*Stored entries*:

<<<<

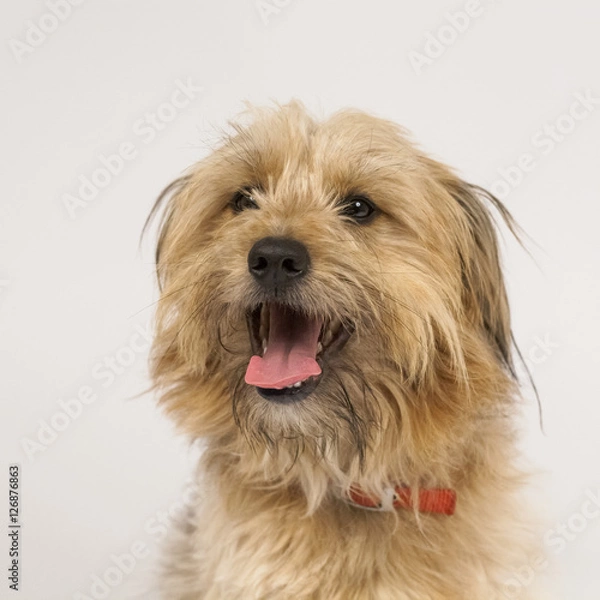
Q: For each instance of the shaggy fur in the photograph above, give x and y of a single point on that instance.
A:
(422, 394)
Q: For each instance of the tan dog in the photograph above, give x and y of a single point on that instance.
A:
(333, 321)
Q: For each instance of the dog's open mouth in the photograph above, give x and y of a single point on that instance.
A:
(289, 347)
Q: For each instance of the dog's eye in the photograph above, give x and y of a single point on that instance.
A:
(243, 200)
(359, 208)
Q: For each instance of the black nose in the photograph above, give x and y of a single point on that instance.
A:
(277, 262)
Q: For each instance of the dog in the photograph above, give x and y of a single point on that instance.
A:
(333, 323)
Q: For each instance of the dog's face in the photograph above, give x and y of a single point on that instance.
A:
(328, 290)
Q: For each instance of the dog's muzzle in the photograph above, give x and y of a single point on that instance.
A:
(289, 345)
(277, 263)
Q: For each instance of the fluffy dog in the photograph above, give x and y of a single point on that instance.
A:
(333, 322)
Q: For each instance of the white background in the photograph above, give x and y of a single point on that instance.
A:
(74, 290)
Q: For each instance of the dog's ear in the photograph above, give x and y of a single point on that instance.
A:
(484, 291)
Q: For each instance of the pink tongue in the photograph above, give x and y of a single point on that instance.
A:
(291, 351)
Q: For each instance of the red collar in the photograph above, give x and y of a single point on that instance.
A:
(441, 501)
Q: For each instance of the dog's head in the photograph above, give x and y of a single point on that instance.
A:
(329, 297)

>>>>

*WHAT YOU WILL DO*:
When you repeat the records, reproduce each line exactly and drop the images.

*ANSWER TO THIS PROBLEM*:
Q: For each instance of the shaggy fur in the photograph above, give x and y of a single point on that instance.
A:
(422, 394)
Q: For each instance of the tan dog in the photograph above, give x and y of a single point on that instance.
A:
(333, 321)
Q: For each instance of the dog's open mouth in the photograph above, give x and y of a single point on that instance.
A:
(289, 347)
Q: For each instance of the dog's eye in the photograph above, give x and y of a single point on that instance.
A:
(243, 200)
(359, 208)
Q: For each instance of the black nose in the photograph above, give x and y of a single point on that instance.
A:
(277, 262)
Q: For each instance of the dog in the photograph above, give x and y of a single point on that instance.
A:
(333, 323)
Q: For each instance of the dog's face in the photograph above, give x and y of a single point on that instance.
A:
(328, 290)
Q: For each instance of the dog's muzzle in the photograph above, give x and y of a single point on that instance.
A:
(289, 345)
(277, 263)
Q: For each instance of the fluffy dog in the photograph above, give x and y of a single point on that instance.
A:
(333, 322)
Q: For each instance of the white background in the photograph above, give x and y of a single point on that instance.
A:
(74, 290)
Q: For each instance of the dog's ear in the photograph above, give x and y of a single point on that instance.
A:
(484, 291)
Q: For each instance of the pink tongue in the photograph above, give x and y of a single point on that instance.
A:
(291, 351)
Q: For each instance of the red collar in the photograph above, give x and y of a single point on that instance.
A:
(441, 501)
Q: For each instance of the dog's head in the photograph above, give x and y of a single point on that instance.
A:
(329, 297)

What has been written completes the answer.